◆ BLOC DE TEXTE:
----

Le budget. L’inflation. A un peu moins de 800 jours des Jeux de Paris 2024, ces deux mots s’invitent dans la préparation de l’événement olympique et paralympique sans y avoir été conviés. Et ils pourraient bien s’incruster.
Coup sur coup, deux des principaux acteurs des Jeux ont brandi le risque d’une envolée des prix. L’un et l’autre ont cité le « contexte international » pour justifier leurs craintes.
Tony Estanguet a parlé le premier. Le président du COJO Paris 2024 s’est exprimé par vidéo, vendredi 22 mai, pendant la dernière journée de la session du CIO tenue en mode hybride depuis Lausanne.
« J’aimerais partager avec vous un défi important qui va nous amener sur le second semestre 2022 : celui du budget, a-t-il expliqué à l’intention des membres de l’instance olympique. La succession de crises sanitaires, économiques et géopolitiques qui s’enchaînent depuis plus de deux ans, font aujourd’hui peser des risques nouveaux sur Paris 2024. La crise du COVID et le conflit en Ukraine ont créé des ruptures dans les chaînes de production et d’approvisionnement. Ils ont aussi généré un contexte inflationniste qui était encore impossible à anticiper il y a encore quelques mois. »
Tony Estanguet ne s’en cache pas : la maîtrise des coûts, élevée au rang de priorité depuis la création du comité d’organisation, devient un exercice de haute précision. Mais le triple champion olympique ne baisse pas les bras. Face au CIO, il a assuré que l’ambition initiale de proposer un modèle de Jeux « spectaculaire, populaire et durable » était toujours d’actualité.
Le projet restera « unique« . Mais Tony Estanguet prévient : il faudra aller « encore plus loin dans les optimisations et les économies sur les coulisses des Jeux ». Comment ? En cherchant avec les CIO les « adaptations nécessaires » afin de compenser un taux d’inflation annoncé dans une fourchette de 5 à 8 % entre 2022 et 2024.

----

◆ DONNÉES FOURNIES:
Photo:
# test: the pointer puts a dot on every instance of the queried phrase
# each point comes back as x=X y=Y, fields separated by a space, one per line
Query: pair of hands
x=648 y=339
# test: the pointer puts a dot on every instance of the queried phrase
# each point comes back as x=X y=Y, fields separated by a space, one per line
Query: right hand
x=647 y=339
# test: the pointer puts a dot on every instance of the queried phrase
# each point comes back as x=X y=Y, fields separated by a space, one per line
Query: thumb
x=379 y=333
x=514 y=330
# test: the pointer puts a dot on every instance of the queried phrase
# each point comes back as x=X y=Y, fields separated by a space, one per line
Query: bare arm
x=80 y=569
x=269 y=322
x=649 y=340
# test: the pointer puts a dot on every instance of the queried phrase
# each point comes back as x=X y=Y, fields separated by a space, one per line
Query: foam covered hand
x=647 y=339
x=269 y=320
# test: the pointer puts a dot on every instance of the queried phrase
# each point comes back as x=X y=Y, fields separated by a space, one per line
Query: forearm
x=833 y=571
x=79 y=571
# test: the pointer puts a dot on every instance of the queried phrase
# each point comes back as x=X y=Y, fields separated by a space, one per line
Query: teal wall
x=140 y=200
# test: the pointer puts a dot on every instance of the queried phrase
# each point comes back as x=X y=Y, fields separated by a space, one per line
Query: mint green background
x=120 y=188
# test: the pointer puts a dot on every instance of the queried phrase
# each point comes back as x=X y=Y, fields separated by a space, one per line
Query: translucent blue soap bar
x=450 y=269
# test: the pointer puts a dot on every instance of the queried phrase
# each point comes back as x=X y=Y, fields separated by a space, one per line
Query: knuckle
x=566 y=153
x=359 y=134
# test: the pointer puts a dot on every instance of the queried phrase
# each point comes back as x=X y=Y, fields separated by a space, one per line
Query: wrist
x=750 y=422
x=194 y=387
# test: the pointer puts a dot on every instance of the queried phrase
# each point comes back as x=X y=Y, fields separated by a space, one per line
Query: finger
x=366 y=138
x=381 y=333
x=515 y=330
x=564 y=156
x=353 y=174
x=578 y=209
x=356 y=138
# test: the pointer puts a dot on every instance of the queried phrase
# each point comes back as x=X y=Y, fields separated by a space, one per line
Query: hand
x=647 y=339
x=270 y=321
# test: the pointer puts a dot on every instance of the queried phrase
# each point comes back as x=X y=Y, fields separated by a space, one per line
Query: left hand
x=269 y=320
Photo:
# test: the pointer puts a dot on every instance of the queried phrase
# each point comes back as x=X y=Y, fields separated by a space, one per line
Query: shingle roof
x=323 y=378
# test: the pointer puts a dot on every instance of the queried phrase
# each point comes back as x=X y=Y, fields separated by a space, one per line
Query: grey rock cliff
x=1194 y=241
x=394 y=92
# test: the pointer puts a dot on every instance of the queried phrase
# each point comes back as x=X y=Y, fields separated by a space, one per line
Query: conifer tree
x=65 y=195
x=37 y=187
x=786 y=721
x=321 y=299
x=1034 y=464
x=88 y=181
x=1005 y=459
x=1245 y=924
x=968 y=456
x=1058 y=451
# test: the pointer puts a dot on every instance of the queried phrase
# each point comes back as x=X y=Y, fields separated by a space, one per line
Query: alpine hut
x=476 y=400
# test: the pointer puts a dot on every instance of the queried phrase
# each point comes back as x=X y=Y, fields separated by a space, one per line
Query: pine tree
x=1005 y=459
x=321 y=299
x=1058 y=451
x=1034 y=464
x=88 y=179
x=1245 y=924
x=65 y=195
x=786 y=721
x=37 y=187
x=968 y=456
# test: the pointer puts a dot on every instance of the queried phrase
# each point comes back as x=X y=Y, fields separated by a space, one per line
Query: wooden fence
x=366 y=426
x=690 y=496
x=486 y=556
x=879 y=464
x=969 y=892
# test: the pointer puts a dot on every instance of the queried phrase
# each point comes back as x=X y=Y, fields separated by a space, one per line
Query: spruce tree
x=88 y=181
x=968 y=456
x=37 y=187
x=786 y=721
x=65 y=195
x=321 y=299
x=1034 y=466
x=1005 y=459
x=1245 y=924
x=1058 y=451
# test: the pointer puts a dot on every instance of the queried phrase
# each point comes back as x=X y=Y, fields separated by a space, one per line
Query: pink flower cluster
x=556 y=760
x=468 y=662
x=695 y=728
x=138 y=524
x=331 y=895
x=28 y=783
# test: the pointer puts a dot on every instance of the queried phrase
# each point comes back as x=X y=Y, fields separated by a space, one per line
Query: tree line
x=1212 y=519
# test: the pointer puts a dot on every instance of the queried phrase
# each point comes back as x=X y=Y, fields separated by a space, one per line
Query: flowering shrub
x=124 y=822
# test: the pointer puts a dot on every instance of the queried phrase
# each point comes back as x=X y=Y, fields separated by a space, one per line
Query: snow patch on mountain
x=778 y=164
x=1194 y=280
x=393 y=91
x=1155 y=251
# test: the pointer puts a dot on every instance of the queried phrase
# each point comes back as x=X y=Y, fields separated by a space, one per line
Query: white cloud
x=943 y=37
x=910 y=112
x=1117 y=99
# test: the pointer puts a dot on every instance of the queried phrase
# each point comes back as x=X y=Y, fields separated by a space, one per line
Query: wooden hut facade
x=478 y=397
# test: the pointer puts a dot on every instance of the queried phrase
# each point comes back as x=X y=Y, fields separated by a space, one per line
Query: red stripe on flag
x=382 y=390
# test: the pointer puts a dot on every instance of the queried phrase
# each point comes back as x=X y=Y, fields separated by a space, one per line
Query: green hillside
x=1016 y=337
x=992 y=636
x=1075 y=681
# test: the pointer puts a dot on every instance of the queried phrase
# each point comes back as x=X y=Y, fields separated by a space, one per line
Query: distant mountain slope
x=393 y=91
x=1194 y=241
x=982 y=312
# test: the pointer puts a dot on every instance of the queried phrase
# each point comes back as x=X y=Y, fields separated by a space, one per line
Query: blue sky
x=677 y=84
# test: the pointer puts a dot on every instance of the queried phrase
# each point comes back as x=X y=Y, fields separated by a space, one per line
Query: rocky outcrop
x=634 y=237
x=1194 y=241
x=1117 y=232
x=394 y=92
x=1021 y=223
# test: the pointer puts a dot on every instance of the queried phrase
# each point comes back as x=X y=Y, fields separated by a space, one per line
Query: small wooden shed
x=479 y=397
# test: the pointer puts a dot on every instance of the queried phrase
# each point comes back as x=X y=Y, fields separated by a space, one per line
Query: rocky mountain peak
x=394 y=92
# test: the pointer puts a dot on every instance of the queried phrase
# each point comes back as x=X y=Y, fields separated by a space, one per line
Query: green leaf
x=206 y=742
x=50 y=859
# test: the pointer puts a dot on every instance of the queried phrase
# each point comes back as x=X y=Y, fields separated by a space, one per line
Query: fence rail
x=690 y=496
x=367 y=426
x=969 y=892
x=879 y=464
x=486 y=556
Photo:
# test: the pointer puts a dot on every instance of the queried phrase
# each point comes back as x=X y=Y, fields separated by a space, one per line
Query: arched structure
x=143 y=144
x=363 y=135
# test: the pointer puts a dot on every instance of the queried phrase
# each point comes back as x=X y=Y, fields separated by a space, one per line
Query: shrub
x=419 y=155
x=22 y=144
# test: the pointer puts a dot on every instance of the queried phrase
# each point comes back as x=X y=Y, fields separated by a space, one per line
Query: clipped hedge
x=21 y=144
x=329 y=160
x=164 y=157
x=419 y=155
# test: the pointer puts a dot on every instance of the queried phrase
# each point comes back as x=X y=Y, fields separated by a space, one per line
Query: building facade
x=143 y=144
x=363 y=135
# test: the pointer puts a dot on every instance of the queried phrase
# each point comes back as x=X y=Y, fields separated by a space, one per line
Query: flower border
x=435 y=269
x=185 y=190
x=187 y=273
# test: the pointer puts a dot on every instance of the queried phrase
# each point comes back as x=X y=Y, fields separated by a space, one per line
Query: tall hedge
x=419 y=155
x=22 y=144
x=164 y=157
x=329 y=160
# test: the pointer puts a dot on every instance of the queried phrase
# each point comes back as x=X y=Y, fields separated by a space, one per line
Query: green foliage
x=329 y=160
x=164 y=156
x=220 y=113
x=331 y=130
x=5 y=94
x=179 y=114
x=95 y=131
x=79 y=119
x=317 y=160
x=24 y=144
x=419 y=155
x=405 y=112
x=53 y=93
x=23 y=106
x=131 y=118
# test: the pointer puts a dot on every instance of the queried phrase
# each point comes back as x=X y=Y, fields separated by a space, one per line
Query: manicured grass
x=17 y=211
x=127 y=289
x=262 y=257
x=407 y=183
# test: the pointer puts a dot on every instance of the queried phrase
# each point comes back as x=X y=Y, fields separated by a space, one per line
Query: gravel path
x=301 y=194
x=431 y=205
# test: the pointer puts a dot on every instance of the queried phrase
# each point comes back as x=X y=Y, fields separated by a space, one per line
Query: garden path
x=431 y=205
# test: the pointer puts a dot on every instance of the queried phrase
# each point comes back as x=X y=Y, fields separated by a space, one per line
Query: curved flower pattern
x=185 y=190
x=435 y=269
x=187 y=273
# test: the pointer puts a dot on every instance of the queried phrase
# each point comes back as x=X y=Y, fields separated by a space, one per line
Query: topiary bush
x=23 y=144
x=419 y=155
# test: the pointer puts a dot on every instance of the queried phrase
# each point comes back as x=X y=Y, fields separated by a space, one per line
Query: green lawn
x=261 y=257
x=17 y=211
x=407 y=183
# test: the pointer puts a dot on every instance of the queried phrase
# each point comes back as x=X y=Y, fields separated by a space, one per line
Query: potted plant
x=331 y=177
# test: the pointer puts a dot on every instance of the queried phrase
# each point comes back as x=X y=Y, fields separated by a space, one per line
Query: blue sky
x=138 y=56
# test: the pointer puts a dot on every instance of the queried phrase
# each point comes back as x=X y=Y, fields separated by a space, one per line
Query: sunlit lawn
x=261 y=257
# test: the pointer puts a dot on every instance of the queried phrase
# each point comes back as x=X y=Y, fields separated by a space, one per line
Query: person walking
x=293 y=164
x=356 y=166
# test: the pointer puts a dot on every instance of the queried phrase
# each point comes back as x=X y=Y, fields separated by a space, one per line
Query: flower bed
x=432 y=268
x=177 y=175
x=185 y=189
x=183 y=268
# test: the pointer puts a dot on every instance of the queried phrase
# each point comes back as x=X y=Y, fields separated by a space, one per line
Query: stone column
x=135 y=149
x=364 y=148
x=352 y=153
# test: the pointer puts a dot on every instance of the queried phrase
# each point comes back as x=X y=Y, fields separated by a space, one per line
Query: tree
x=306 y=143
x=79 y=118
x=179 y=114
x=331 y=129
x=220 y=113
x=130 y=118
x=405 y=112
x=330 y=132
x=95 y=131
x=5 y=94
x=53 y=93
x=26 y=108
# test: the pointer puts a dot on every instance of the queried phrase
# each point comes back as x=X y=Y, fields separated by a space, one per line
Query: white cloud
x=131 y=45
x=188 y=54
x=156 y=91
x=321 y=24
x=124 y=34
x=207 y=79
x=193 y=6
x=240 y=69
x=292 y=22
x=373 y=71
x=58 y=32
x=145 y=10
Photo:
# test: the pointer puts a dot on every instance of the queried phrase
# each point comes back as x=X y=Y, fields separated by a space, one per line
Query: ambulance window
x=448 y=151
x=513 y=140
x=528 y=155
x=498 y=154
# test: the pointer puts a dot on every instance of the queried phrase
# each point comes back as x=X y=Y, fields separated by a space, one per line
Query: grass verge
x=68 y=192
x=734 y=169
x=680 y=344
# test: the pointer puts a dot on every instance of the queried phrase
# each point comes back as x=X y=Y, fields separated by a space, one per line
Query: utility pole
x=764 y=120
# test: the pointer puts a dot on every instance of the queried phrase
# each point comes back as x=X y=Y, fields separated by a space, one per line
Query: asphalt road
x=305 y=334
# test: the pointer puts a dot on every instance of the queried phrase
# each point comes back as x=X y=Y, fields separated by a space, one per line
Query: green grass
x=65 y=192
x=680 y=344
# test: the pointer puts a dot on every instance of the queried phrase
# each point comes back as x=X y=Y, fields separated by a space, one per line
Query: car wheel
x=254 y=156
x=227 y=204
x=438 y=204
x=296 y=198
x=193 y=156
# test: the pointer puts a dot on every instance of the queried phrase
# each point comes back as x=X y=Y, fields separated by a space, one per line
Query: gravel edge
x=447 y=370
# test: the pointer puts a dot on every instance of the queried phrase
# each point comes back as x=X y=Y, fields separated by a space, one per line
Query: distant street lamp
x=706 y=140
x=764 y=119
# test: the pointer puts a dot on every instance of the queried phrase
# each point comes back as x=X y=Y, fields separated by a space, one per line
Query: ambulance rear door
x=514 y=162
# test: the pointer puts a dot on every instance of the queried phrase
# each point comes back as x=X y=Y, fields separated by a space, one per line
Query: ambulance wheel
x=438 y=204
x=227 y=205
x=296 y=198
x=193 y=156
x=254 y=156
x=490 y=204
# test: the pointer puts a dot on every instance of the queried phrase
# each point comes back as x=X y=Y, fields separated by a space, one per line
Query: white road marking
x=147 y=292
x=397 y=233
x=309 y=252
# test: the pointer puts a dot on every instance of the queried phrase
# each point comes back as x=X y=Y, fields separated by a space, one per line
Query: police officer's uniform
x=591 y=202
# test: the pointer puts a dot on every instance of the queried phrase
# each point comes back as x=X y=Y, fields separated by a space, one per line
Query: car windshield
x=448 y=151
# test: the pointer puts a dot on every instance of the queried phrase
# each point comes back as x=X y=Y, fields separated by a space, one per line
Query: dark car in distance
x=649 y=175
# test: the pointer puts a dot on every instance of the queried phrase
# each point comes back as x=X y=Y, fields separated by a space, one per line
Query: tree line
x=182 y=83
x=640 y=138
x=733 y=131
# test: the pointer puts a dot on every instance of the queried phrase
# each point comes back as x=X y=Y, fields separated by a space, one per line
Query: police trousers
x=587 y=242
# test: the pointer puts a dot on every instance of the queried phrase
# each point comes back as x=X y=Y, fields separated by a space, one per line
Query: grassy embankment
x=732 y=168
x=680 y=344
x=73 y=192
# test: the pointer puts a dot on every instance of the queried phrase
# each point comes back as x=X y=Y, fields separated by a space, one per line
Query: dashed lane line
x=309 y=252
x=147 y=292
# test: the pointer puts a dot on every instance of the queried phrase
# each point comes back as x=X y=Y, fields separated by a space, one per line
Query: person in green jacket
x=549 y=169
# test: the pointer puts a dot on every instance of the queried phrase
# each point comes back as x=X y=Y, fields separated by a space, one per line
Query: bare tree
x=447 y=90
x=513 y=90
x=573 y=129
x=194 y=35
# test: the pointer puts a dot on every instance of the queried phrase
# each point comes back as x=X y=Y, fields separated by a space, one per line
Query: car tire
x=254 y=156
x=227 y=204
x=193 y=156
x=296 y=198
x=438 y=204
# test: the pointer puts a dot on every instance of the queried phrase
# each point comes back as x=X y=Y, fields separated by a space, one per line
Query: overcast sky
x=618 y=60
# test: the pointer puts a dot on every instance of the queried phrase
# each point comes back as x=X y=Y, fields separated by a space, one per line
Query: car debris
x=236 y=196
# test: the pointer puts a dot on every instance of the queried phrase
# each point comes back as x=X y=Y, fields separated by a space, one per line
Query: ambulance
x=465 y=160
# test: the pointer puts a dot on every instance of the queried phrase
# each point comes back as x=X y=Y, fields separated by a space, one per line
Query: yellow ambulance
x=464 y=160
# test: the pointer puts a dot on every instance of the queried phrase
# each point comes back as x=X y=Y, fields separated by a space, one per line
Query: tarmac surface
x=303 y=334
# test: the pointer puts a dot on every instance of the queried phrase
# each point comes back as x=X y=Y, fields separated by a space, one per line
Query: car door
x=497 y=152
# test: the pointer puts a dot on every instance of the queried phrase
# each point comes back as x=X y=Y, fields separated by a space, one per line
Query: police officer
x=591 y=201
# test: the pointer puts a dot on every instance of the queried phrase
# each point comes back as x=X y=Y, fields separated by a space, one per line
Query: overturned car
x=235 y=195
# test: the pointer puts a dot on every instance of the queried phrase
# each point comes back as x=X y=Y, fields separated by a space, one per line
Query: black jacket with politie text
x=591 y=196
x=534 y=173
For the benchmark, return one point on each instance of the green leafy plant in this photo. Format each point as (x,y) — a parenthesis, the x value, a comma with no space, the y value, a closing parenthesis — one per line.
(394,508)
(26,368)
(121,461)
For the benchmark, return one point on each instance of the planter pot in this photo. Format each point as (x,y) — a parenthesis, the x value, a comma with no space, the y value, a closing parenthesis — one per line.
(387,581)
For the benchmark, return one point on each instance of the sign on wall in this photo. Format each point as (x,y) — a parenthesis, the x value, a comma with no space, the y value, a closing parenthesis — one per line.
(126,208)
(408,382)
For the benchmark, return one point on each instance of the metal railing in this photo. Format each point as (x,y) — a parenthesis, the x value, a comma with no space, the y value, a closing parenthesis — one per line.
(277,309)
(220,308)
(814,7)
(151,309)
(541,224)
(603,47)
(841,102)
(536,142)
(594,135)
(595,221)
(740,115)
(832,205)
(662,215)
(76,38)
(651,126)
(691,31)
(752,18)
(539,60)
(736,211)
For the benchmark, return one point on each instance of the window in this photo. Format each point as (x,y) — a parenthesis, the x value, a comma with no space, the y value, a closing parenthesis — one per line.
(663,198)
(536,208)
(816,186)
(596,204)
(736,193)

----

◆ OBJECTIF:
Rédigez la suite du texte sur le budget des Jeux de Paris 2024 face à l’inflation, à partir de sa dernière phrase.

◆ RÉSULTAT ATTENDU:
Le budget du COJO, toujours fixé à 3,9 milliards d’euros, sera révisé avant la fin de l’année 2022. Pour maintenir le cap, le COJO devra sans doute gratter dans les dépenses les moins indispensables. Les « coulisses des Jeux« , selon l’expression de Tony Estanguet. Le « décorum« , comme aime l’appeler Guy Drut, l’un des quatre membres français du CIO.
Autre mise en garde : les constructions. Nicolas Ferrand, le directeur générale de la SOLIDEO (Société de livraison des ouvrages olympiques), a profité d’une visite du chantier du village des athlètes en Seine-Saint-Denis, lundi 23 mai, pour évoquer à son tour le péril inflationniste.
Le Français l’a reconnu: la flambée des cas de COVID-19 en Chine et le conflit en Ukraine ne seront pas indolores au moment d’ouvrir les livres de comptes. Avec l’inflation des matières premières dans le secteur du bâtiment et de la construction, il faudra payer davantage.
La SOLIDEO avait hérité d’un budget initial de 3,2 milliards d’euros. Il a été révisé l’an passé, pour être porté à 4 milliards. La contribution des pouvoirs publics a été rallongée de 175 millions d’euros, pour passer de 1,38 milliard à 1,55 milliard d’euros.
Nicolas Ferrand l’assure : « Nous tiendrons nos engagements. » Mais le patron de la SOLIDEO a confié lundi 23 mai avoir eu des « sueurs froides, au mois de mars jusqu’à mi-avril« , lorsque les constructeurs ont reconnu ne plus avoir de visibilité sur la disponibilité des matériaux, notamment l’acier, le bois et les serrureries.
« Avec l’un des constructeurs, les fournisseurs ont dénoncé les contrats, a expliqué Nicolas Ferrand. Mais depuis trois semaines, le message est qu’a priori nous n’aurons pas de sujet d’approvisionnement à horizon de la fin de l’année ».
La SOLIDEO a envisagé un moment, à la fin du mois de mars, de changer ses plans et utiliser des produits de substitution pour certains matériaux. Mais cette option a été abandonnée lorsque le flou sur les approvisionnements a pu être dissipé.
Pas d’inquiétude, donc, au moins sur le calendrier. Le village olympique, construit sur les communes de Saint-Denis, Saint-Ouen et l’Ile-Saint-Denis, sera terminé à la fin de l’année 2023. La SOLIDEO en remettra les clefs au COJO au mois de février 2024.
Le chantier tourne actuellement cinq jours sur sept, ponctuellement le samedi jusqu’à 15 h 00. Il n’est pas prévu d’accélérer la cadence et recourir au travail dominical.